WORK ORDER:
Type out each entry exactly.

*** SUPPLIED MATERIAL ***

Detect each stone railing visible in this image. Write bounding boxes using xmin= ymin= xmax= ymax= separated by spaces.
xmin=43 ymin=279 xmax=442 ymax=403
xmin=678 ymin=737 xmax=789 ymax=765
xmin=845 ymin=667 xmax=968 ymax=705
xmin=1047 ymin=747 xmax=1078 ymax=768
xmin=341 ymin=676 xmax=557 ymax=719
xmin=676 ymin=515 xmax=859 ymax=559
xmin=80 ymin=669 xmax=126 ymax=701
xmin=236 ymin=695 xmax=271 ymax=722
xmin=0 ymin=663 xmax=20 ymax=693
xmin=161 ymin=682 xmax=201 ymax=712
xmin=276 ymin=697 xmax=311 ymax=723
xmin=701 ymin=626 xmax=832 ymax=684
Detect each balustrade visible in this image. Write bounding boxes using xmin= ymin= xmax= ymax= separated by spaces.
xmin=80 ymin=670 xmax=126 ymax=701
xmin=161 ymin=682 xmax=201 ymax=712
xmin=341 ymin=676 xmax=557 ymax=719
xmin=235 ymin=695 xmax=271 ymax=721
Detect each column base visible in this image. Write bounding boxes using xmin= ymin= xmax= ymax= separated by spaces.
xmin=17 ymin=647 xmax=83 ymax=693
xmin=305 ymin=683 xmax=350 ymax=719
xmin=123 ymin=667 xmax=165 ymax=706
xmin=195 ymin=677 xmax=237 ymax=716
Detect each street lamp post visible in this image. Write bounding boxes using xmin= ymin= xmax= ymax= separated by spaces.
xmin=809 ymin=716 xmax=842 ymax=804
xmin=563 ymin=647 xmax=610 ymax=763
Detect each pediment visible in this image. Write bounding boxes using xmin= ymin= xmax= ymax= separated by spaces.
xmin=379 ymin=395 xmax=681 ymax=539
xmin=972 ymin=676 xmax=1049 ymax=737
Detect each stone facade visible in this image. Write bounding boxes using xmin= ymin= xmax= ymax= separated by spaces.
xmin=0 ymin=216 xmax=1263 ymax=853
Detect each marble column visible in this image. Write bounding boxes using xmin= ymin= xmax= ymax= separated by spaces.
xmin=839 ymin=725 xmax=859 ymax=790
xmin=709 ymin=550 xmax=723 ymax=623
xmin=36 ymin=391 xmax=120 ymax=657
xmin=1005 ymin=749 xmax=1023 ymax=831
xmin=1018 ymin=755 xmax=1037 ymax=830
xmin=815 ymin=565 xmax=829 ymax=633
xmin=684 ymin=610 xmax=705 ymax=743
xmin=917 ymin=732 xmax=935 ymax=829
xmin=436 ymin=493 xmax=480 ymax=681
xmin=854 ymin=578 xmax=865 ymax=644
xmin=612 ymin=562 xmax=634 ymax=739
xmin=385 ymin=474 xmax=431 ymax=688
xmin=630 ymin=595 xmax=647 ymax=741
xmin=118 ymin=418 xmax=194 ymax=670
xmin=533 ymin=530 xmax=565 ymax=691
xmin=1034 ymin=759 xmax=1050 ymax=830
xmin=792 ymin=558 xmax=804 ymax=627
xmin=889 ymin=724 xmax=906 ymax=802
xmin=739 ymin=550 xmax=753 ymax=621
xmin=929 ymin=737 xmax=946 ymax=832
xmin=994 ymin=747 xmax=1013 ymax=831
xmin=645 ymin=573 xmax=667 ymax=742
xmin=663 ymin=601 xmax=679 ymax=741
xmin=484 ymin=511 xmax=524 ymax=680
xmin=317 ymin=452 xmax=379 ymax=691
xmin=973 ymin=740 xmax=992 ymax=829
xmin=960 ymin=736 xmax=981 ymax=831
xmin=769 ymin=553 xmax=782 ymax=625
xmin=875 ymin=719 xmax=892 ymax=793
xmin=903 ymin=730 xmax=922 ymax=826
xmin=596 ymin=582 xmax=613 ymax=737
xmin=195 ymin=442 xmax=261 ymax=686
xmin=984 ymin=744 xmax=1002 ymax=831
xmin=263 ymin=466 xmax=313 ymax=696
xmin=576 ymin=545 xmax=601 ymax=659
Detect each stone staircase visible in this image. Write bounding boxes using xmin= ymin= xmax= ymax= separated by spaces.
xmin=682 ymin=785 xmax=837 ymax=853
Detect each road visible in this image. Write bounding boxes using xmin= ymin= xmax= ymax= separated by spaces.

*** End of SUPPLIED MATERIAL ***

SOLUTION TO THE PROBLEM:
Detect each stone railing visible in this image. Write bounding boxes using xmin= ymin= xmax= ymax= separated by spaces.
xmin=43 ymin=279 xmax=442 ymax=403
xmin=678 ymin=737 xmax=789 ymax=765
xmin=845 ymin=667 xmax=968 ymax=705
xmin=1047 ymin=747 xmax=1078 ymax=768
xmin=341 ymin=676 xmax=557 ymax=719
xmin=676 ymin=515 xmax=859 ymax=559
xmin=80 ymin=669 xmax=126 ymax=701
xmin=236 ymin=695 xmax=271 ymax=722
xmin=0 ymin=663 xmax=20 ymax=693
xmin=161 ymin=682 xmax=201 ymax=712
xmin=276 ymin=697 xmax=311 ymax=723
xmin=701 ymin=626 xmax=832 ymax=684
Detect each balustrade visible in this image. Write bounding boxes using xmin= ymin= xmax= ymax= separated by spaces.
xmin=80 ymin=670 xmax=126 ymax=701
xmin=161 ymin=682 xmax=201 ymax=712
xmin=341 ymin=676 xmax=557 ymax=719
xmin=235 ymin=695 xmax=271 ymax=721
Detect each column base visible in this image. Write bounding boxes using xmin= ymin= xmax= ymax= separated by spaces.
xmin=17 ymin=647 xmax=83 ymax=693
xmin=305 ymin=683 xmax=350 ymax=719
xmin=123 ymin=667 xmax=165 ymax=706
xmin=195 ymin=677 xmax=237 ymax=716
Detect each street lamp post visible in this image. Write bounding boxes using xmin= ymin= xmax= ymax= separated by spaces.
xmin=809 ymin=716 xmax=842 ymax=804
xmin=563 ymin=647 xmax=610 ymax=763
Detect each pediment visible in this image. Write bounding boxes using xmin= ymin= xmax= ymax= separated by spaces.
xmin=379 ymin=395 xmax=681 ymax=539
xmin=972 ymin=676 xmax=1049 ymax=737
Detect each stone facade visible in this image. Write bounding boxes using xmin= ymin= xmax= ymax= separated by spaces.
xmin=0 ymin=216 xmax=1263 ymax=853
Detect each marble column visible in this image. Write bounding boxes using xmin= ymin= xmax= ymax= separated by spaces.
xmin=839 ymin=725 xmax=859 ymax=790
xmin=709 ymin=550 xmax=723 ymax=623
xmin=36 ymin=391 xmax=120 ymax=657
xmin=1005 ymin=749 xmax=1023 ymax=831
xmin=1018 ymin=755 xmax=1037 ymax=830
xmin=815 ymin=565 xmax=829 ymax=633
xmin=684 ymin=610 xmax=705 ymax=743
xmin=917 ymin=732 xmax=935 ymax=829
xmin=436 ymin=493 xmax=480 ymax=681
xmin=854 ymin=578 xmax=865 ymax=644
xmin=612 ymin=562 xmax=634 ymax=739
xmin=385 ymin=474 xmax=431 ymax=688
xmin=630 ymin=595 xmax=647 ymax=741
xmin=118 ymin=418 xmax=194 ymax=670
xmin=533 ymin=530 xmax=565 ymax=691
xmin=1034 ymin=759 xmax=1050 ymax=830
xmin=792 ymin=558 xmax=804 ymax=627
xmin=889 ymin=724 xmax=906 ymax=802
xmin=739 ymin=550 xmax=753 ymax=621
xmin=929 ymin=737 xmax=946 ymax=832
xmin=994 ymin=747 xmax=1013 ymax=831
xmin=645 ymin=573 xmax=667 ymax=742
xmin=663 ymin=601 xmax=679 ymax=741
xmin=484 ymin=511 xmax=524 ymax=680
xmin=317 ymin=452 xmax=379 ymax=691
xmin=973 ymin=740 xmax=992 ymax=829
xmin=960 ymin=736 xmax=981 ymax=831
xmin=769 ymin=553 xmax=782 ymax=625
xmin=875 ymin=719 xmax=892 ymax=793
xmin=903 ymin=730 xmax=922 ymax=826
xmin=596 ymin=582 xmax=613 ymax=737
xmin=195 ymin=442 xmax=261 ymax=686
xmin=984 ymin=744 xmax=1002 ymax=831
xmin=263 ymin=466 xmax=313 ymax=696
xmin=576 ymin=545 xmax=601 ymax=659
Detect each stone staircase visible in this image. Write bounding boxes using xmin= ymin= xmax= ymax= separated by spaces.
xmin=682 ymin=785 xmax=837 ymax=853
Detect each road visible in this image. Write bounding boxes using xmin= ymin= xmax= ymax= separated by spaces.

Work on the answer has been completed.